# [Exercise]
Show every line of the entries below that contains the string "silhouette", treating case as significant.

# [Records for the exercise]

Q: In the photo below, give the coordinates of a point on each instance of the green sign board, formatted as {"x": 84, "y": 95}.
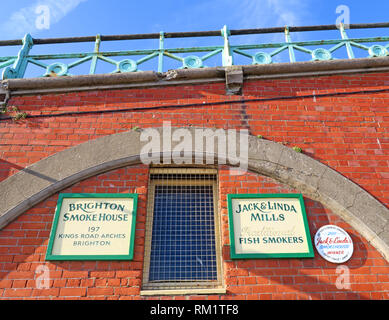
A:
{"x": 93, "y": 226}
{"x": 268, "y": 226}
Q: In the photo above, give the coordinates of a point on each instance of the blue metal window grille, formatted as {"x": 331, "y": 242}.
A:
{"x": 183, "y": 251}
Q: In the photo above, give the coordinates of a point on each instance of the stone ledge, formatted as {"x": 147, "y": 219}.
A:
{"x": 48, "y": 176}
{"x": 144, "y": 79}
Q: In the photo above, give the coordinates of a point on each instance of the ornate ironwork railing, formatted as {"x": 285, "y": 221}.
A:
{"x": 264, "y": 53}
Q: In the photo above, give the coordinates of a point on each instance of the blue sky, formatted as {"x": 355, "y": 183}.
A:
{"x": 70, "y": 18}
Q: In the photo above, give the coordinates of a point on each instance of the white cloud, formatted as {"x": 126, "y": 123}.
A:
{"x": 24, "y": 20}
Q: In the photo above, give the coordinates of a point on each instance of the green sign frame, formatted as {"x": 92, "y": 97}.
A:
{"x": 62, "y": 196}
{"x": 235, "y": 255}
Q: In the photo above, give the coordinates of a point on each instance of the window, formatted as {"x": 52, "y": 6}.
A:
{"x": 182, "y": 250}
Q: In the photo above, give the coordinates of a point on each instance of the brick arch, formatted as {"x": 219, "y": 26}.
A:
{"x": 315, "y": 180}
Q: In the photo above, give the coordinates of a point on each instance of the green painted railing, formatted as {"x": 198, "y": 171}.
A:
{"x": 266, "y": 53}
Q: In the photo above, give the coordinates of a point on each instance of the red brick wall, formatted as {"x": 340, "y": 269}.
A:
{"x": 23, "y": 245}
{"x": 348, "y": 132}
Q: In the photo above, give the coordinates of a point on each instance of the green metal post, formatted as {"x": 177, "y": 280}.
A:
{"x": 20, "y": 65}
{"x": 227, "y": 58}
{"x": 95, "y": 56}
{"x": 350, "y": 51}
{"x": 161, "y": 51}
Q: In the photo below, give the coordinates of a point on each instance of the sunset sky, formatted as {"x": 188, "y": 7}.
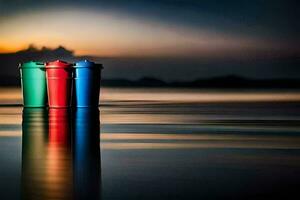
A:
{"x": 151, "y": 28}
{"x": 182, "y": 39}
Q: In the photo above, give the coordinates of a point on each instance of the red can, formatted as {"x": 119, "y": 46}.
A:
{"x": 59, "y": 83}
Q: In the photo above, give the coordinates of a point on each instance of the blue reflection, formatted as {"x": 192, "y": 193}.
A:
{"x": 87, "y": 165}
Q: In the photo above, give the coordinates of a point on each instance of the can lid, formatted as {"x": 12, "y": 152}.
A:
{"x": 32, "y": 64}
{"x": 87, "y": 64}
{"x": 58, "y": 64}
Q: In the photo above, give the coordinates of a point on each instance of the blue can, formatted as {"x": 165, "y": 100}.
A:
{"x": 87, "y": 76}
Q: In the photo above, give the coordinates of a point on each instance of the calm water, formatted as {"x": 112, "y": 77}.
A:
{"x": 154, "y": 144}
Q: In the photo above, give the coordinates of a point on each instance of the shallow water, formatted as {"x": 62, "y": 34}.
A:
{"x": 153, "y": 144}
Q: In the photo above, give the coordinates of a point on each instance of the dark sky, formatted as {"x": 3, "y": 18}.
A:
{"x": 179, "y": 39}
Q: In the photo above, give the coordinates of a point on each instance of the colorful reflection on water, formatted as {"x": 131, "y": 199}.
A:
{"x": 60, "y": 154}
{"x": 155, "y": 144}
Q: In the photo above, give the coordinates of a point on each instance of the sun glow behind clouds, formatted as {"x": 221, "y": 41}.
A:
{"x": 113, "y": 34}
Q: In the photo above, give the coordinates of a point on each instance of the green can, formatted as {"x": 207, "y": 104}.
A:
{"x": 33, "y": 81}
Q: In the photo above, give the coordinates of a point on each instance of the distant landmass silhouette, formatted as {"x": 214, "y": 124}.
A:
{"x": 10, "y": 74}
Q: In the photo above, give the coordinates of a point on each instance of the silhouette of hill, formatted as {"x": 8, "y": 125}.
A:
{"x": 10, "y": 75}
{"x": 10, "y": 61}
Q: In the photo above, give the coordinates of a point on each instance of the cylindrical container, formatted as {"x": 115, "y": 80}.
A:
{"x": 33, "y": 81}
{"x": 59, "y": 83}
{"x": 87, "y": 76}
{"x": 86, "y": 151}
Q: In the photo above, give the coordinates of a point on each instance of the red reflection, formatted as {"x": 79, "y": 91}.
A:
{"x": 59, "y": 161}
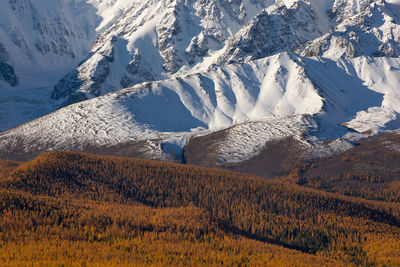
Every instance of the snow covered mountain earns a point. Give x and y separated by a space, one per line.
157 73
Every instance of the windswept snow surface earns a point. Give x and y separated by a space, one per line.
312 70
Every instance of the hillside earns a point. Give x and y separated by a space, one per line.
119 205
152 76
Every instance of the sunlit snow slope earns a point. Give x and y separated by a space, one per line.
156 73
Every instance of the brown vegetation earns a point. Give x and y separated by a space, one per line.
183 215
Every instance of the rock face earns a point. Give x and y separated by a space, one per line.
156 73
375 31
153 40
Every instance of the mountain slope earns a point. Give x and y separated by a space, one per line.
116 202
324 74
304 101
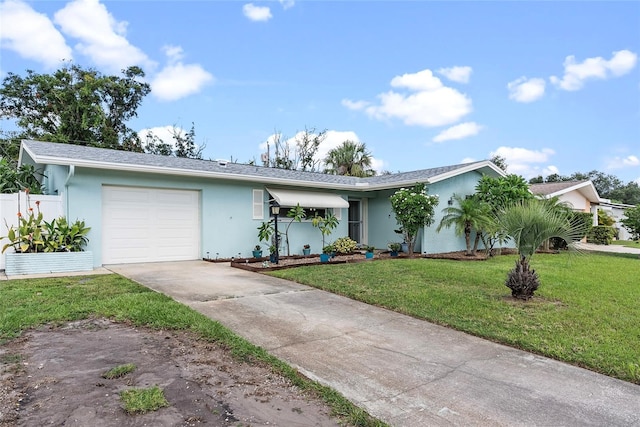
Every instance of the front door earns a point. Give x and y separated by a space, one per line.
355 220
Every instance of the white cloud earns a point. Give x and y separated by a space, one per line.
165 133
101 37
334 138
429 103
354 105
177 80
287 4
457 74
526 90
623 162
525 162
463 130
31 35
256 13
576 74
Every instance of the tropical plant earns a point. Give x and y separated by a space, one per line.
325 224
631 221
329 249
350 158
470 214
345 245
394 246
34 234
414 209
530 223
296 214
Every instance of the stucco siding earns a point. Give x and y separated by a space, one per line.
446 240
228 227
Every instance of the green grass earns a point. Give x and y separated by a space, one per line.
586 311
143 400
119 371
627 243
28 303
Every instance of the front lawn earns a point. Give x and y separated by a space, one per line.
586 311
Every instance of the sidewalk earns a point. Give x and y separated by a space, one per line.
404 371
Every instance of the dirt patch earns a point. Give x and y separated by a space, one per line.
53 376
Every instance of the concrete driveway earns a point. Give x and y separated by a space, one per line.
404 371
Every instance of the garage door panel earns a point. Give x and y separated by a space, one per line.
147 224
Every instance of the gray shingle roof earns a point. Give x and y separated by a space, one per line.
68 154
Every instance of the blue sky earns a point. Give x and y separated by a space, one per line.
553 87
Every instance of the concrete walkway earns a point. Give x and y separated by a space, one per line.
404 371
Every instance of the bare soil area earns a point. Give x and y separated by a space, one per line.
53 376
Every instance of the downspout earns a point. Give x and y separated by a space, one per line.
72 172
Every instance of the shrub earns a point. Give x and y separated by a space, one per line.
345 245
601 235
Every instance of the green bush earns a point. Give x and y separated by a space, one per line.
601 235
345 245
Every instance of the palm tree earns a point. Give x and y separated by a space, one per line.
470 214
350 158
530 223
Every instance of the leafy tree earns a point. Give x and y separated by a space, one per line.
184 144
500 161
350 158
469 214
13 180
301 155
75 105
631 221
530 223
502 191
414 209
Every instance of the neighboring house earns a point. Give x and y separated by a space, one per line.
616 211
583 197
144 208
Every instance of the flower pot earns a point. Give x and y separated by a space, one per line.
47 262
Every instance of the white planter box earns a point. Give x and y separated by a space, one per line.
47 262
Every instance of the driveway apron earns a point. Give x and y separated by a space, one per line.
405 371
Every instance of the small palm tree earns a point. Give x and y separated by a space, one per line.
350 158
530 223
469 214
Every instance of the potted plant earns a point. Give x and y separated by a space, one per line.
369 251
394 248
327 252
257 251
273 250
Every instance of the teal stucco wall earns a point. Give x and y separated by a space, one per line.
226 210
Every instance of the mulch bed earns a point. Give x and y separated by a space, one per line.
263 265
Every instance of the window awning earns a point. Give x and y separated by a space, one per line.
308 199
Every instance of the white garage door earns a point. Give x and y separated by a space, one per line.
149 224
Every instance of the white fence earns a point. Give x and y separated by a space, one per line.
10 204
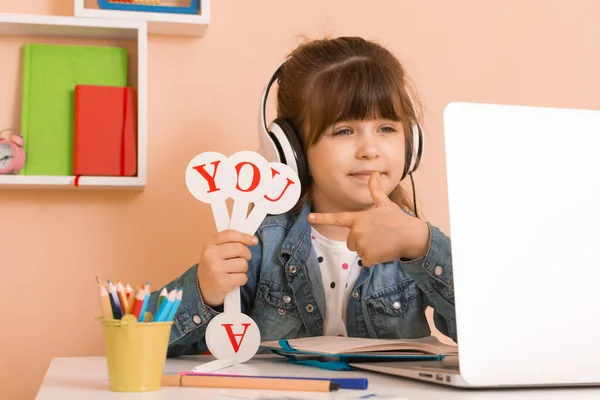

# [Answer to this task]
Q: In the photo above, give the coordinates of a point on each instance of the distant landmass silhouette, formatted as {"x": 214, "y": 124}.
Q: In the photo above, give the coordinates of a point on each instance of the silhouette of hill, formatted as {"x": 8, "y": 125}.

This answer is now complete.